-------- Listing --------

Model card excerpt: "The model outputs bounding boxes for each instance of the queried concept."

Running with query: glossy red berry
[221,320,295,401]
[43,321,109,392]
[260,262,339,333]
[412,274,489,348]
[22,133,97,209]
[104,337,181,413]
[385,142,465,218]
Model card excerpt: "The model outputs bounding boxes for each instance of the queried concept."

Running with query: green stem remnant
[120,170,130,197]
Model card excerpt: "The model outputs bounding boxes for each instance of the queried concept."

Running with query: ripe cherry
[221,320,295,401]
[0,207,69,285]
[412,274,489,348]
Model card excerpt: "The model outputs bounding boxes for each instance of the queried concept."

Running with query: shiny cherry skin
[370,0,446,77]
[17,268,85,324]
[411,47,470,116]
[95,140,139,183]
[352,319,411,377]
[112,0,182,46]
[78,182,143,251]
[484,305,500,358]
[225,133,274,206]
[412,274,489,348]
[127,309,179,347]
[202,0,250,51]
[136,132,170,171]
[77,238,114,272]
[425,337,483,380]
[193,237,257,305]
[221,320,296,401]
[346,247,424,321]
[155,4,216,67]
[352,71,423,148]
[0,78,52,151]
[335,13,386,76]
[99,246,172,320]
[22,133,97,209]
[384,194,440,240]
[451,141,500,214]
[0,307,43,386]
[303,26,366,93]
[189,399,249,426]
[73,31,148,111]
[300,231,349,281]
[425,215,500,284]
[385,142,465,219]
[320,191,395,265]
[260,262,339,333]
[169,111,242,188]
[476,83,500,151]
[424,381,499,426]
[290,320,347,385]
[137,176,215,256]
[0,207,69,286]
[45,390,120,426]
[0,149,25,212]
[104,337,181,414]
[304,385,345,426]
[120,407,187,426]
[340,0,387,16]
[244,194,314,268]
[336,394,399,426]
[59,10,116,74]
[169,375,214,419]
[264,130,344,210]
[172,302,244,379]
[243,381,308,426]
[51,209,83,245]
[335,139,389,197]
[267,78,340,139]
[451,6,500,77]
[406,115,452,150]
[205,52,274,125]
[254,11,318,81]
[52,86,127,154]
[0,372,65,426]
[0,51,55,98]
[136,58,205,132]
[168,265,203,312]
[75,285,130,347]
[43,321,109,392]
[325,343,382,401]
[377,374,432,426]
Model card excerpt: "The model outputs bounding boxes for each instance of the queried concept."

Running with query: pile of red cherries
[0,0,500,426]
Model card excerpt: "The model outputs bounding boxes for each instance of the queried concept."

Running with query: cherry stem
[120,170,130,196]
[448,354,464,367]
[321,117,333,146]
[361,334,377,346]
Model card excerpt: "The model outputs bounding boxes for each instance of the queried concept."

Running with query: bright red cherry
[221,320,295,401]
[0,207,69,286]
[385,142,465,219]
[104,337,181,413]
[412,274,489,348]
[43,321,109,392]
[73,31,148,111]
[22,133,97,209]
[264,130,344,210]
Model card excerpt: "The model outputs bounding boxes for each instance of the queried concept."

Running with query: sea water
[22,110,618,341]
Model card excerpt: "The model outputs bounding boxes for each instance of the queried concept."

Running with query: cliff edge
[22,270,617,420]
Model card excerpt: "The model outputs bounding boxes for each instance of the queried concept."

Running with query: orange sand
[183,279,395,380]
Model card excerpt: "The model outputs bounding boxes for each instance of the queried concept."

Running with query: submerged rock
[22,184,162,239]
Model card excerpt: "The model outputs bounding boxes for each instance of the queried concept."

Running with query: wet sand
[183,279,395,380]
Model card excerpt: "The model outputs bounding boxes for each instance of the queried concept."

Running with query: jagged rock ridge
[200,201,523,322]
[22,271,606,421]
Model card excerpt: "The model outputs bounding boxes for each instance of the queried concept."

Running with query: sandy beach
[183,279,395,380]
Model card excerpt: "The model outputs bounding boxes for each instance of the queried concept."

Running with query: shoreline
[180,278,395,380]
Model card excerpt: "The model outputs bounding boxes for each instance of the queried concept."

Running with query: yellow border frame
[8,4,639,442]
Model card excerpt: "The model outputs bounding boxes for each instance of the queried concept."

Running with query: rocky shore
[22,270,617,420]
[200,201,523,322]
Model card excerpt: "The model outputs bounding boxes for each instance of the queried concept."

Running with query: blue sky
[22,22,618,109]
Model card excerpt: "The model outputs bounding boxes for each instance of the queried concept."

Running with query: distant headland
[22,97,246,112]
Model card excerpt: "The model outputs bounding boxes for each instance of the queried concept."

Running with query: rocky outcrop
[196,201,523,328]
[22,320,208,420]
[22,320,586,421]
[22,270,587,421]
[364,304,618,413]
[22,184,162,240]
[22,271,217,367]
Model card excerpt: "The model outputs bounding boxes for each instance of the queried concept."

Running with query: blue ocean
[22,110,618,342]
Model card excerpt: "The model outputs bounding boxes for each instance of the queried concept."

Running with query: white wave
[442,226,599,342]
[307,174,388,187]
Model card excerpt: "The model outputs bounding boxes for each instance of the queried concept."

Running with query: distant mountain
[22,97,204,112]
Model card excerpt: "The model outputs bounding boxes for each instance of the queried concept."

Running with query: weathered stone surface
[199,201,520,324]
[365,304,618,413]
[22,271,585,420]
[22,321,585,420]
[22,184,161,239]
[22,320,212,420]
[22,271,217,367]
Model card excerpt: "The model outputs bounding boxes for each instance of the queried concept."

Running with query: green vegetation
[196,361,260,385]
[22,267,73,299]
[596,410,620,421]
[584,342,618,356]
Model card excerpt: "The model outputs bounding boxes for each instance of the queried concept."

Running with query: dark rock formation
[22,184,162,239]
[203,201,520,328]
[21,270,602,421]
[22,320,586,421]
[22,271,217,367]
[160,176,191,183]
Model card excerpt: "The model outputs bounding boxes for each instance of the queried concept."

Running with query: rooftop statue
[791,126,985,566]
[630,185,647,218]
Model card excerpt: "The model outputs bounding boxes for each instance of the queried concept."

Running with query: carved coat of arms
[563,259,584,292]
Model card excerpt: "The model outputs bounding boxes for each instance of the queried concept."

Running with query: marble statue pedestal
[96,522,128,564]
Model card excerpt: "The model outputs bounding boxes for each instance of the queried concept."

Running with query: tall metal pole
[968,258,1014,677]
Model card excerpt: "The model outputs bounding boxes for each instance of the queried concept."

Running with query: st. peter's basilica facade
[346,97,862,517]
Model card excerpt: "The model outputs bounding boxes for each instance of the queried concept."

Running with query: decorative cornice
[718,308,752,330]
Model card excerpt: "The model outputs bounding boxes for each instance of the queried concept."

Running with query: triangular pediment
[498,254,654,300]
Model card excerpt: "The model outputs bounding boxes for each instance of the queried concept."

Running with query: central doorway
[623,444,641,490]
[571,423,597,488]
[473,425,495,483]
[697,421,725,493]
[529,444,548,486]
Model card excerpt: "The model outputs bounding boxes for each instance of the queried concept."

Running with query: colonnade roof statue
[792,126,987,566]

--------

• _What you will do_
Report every line of the entries above that contains the word "cherry", matching case exactly.

• _Exercise output_
Running with query: ripe cherry
Running with query: shiny cherry skin
Running with query: cherry stem
Running with query: bright red cherry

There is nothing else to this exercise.